(Entries shown):
____
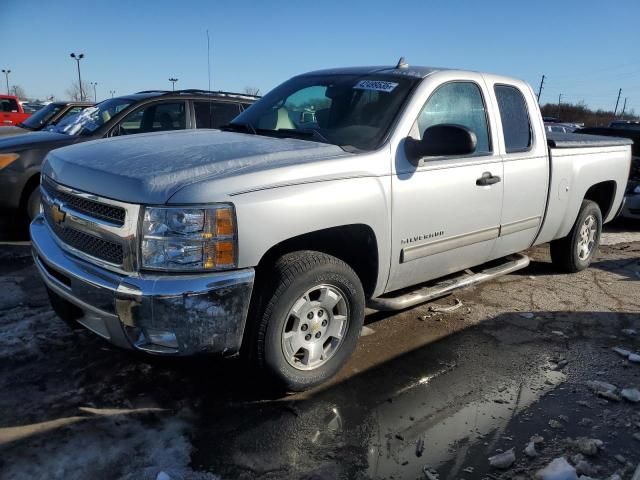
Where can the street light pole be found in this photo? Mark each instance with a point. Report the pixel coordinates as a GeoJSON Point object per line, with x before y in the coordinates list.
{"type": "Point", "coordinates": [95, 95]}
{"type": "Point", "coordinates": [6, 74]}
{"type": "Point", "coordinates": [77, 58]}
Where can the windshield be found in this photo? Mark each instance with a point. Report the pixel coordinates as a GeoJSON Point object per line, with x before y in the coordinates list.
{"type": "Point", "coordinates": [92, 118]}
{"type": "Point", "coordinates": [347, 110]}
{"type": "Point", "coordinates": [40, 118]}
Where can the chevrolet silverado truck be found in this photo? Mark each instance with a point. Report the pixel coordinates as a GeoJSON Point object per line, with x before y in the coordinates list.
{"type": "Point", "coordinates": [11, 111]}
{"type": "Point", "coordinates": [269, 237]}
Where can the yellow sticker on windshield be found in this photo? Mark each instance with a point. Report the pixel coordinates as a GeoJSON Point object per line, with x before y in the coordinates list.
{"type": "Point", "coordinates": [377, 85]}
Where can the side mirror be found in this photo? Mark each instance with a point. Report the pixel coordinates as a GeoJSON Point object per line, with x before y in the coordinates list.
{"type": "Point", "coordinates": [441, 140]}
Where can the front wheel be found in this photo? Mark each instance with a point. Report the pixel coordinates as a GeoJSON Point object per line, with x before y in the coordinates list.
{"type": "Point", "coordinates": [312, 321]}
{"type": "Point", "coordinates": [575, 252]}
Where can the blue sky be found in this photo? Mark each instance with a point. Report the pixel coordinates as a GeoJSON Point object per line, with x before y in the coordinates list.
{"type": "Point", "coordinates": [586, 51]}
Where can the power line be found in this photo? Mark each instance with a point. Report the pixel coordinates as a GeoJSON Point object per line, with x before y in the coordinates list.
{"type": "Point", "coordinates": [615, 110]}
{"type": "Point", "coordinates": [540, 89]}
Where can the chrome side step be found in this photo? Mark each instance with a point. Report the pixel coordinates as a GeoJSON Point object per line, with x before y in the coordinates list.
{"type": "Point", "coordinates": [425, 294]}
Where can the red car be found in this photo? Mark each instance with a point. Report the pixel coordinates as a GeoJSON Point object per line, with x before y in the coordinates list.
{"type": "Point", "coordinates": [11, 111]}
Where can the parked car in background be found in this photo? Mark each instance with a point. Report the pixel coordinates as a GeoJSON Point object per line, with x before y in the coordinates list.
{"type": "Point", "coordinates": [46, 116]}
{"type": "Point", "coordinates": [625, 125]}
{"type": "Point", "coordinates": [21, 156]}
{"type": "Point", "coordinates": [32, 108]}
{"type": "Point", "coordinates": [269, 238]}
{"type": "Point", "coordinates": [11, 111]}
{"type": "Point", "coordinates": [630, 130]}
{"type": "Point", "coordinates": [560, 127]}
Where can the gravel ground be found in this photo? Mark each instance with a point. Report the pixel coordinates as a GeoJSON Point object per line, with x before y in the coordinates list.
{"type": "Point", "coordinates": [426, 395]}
____
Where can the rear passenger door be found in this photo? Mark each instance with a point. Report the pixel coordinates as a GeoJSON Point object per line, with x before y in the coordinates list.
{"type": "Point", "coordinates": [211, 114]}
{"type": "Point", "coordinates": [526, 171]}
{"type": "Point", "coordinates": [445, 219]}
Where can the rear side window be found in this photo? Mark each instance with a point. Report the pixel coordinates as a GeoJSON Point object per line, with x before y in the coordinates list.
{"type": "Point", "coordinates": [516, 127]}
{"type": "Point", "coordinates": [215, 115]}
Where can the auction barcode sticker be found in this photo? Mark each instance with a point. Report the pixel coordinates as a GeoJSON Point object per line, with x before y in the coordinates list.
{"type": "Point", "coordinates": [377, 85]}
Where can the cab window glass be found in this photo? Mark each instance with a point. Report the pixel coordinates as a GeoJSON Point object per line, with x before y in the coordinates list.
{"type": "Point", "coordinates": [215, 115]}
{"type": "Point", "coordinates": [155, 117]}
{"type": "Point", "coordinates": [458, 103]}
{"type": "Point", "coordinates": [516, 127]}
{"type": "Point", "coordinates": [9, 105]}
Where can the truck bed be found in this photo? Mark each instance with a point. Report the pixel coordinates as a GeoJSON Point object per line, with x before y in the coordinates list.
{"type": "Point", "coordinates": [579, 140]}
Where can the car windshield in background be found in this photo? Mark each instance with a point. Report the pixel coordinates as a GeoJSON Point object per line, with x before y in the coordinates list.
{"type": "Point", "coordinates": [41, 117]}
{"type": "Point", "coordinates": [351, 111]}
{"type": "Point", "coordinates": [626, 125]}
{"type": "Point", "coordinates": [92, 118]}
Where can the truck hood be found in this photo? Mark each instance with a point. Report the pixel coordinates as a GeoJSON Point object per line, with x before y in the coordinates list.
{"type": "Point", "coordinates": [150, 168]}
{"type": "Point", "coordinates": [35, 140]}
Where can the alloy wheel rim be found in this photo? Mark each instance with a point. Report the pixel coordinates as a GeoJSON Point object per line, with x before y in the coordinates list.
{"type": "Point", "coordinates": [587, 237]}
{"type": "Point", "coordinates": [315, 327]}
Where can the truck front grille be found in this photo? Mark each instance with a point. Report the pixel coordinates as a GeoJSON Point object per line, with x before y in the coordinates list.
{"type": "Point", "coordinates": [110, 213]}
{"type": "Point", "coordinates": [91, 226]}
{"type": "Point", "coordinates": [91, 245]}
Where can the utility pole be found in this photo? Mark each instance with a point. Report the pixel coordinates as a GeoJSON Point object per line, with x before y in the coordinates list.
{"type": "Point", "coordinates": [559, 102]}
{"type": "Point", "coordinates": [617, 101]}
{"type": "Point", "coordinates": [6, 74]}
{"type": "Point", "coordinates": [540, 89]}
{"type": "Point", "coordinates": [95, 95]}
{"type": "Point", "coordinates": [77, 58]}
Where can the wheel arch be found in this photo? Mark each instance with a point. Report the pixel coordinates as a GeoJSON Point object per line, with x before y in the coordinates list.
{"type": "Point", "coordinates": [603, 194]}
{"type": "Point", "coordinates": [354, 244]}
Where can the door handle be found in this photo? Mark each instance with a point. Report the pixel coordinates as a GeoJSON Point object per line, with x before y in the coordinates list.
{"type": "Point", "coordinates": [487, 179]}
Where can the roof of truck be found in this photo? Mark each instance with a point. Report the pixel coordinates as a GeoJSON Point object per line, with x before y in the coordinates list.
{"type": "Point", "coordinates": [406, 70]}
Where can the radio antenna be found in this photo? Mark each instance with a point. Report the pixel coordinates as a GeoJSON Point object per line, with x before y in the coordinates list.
____
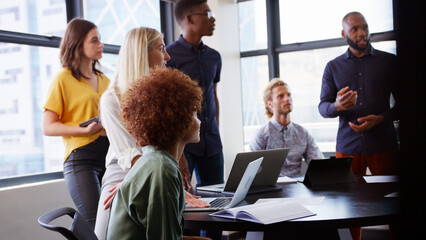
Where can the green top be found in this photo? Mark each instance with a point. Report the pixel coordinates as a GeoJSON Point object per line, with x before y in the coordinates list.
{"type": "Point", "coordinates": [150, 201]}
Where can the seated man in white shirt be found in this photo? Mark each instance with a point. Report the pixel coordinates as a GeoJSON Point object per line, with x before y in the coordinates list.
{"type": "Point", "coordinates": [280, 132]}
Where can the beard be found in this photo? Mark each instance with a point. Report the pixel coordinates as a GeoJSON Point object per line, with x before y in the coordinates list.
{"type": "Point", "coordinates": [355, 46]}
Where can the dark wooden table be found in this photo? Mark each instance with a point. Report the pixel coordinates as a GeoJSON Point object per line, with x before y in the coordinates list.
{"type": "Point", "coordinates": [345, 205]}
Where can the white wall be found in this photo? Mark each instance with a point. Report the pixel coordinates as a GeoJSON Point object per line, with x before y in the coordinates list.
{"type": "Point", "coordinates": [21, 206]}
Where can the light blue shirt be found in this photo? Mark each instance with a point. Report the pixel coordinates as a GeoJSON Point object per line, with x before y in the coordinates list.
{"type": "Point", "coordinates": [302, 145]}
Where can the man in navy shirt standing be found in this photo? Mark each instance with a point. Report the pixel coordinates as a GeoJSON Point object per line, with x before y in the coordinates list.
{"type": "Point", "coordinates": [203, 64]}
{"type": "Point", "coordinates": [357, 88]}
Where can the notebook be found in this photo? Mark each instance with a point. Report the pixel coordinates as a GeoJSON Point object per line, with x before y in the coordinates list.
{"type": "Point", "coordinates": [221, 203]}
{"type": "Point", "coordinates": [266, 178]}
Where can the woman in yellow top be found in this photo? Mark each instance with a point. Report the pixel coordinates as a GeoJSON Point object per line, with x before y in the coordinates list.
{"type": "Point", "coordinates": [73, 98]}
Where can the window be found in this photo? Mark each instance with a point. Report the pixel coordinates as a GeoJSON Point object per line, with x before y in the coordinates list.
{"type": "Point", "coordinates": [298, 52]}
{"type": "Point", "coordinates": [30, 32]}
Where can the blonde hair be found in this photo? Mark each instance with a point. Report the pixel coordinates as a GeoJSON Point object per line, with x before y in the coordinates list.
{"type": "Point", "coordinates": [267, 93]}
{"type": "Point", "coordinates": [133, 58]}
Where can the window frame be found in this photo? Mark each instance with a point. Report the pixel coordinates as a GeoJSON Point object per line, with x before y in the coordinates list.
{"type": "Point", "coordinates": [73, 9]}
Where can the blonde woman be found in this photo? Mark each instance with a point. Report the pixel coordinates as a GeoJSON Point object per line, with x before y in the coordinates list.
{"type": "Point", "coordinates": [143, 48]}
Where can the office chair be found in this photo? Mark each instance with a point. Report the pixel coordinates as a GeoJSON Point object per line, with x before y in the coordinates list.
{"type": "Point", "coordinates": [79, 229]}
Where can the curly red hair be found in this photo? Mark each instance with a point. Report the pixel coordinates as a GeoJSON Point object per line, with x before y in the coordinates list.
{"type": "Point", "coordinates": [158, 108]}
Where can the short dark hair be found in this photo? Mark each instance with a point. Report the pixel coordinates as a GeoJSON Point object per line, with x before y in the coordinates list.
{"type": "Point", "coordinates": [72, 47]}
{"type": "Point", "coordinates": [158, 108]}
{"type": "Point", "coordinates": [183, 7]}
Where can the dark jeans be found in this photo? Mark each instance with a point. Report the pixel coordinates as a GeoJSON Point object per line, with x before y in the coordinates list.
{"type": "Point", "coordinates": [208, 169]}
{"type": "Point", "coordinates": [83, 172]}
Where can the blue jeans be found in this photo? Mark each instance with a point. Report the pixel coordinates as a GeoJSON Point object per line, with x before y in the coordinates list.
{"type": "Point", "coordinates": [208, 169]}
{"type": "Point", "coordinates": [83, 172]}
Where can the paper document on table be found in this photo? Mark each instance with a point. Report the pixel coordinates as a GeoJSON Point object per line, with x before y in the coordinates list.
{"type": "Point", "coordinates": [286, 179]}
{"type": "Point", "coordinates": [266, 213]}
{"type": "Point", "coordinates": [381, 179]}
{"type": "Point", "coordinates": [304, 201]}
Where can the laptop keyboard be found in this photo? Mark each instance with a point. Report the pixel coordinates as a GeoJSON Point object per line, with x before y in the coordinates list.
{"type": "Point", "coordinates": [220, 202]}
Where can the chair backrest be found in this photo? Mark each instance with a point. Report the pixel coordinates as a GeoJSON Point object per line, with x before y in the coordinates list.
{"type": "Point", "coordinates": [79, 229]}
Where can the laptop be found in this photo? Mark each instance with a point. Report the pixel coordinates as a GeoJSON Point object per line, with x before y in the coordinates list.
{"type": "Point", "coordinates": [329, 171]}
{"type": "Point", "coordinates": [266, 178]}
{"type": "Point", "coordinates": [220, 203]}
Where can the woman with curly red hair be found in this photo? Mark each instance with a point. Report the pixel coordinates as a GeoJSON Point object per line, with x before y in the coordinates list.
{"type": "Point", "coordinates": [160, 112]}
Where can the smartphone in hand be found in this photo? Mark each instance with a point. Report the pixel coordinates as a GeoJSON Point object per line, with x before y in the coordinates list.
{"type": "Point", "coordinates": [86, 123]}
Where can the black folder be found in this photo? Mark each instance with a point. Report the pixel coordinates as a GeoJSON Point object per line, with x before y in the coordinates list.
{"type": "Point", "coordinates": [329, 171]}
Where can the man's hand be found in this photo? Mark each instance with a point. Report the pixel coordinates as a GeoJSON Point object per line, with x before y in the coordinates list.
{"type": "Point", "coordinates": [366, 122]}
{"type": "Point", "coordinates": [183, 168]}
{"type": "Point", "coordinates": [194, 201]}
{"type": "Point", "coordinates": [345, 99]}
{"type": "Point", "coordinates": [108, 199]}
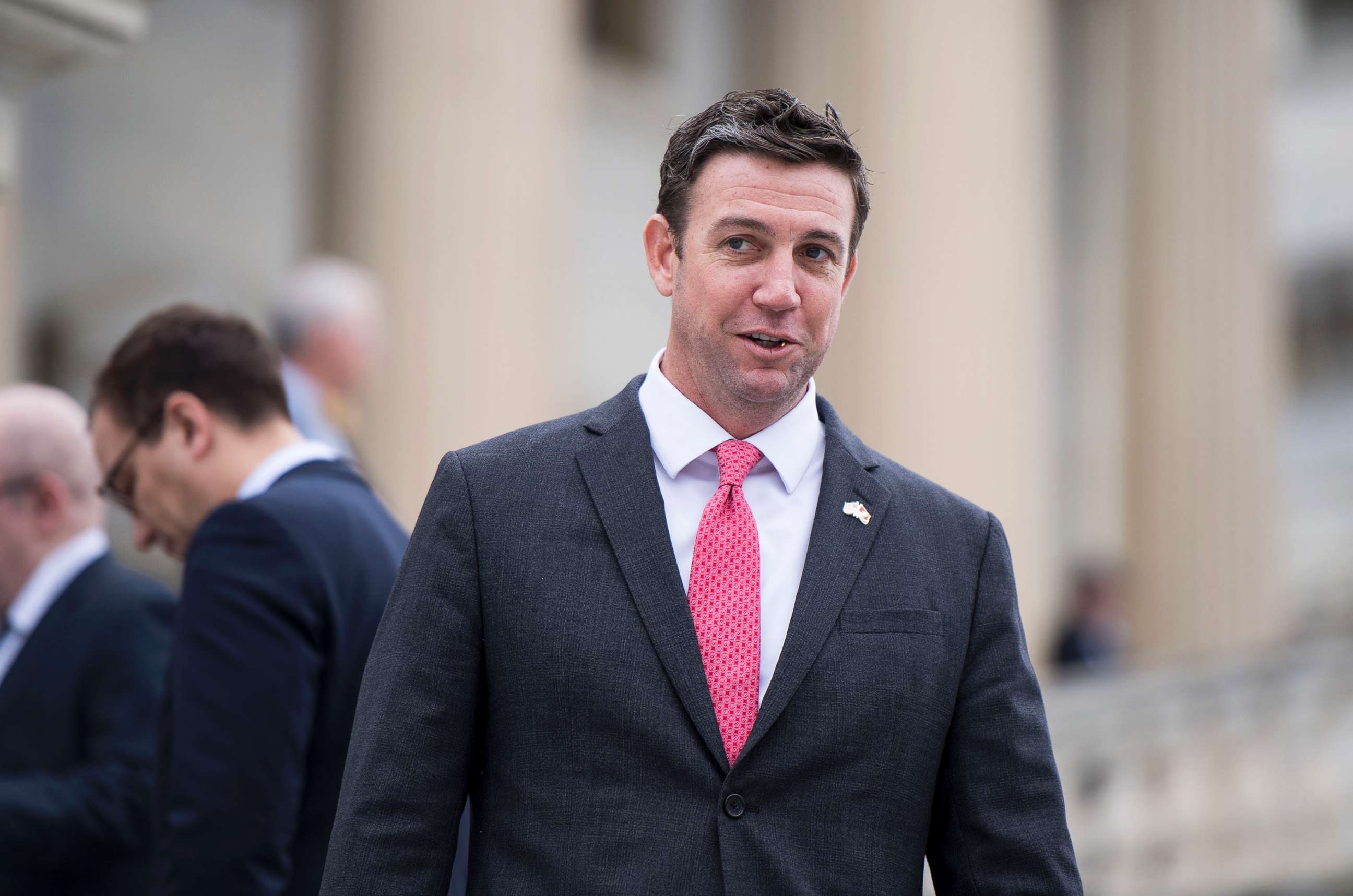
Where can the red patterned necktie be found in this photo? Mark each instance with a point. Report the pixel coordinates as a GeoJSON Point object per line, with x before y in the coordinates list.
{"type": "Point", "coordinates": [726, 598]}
____
Pick out every line in the rows above that contains the word "step".

Where can the chrome side step be found in this photo? Mark each instance with a point. Report the pixel coordinates as a GeoJSON Point object per line, with x before y in the coordinates list.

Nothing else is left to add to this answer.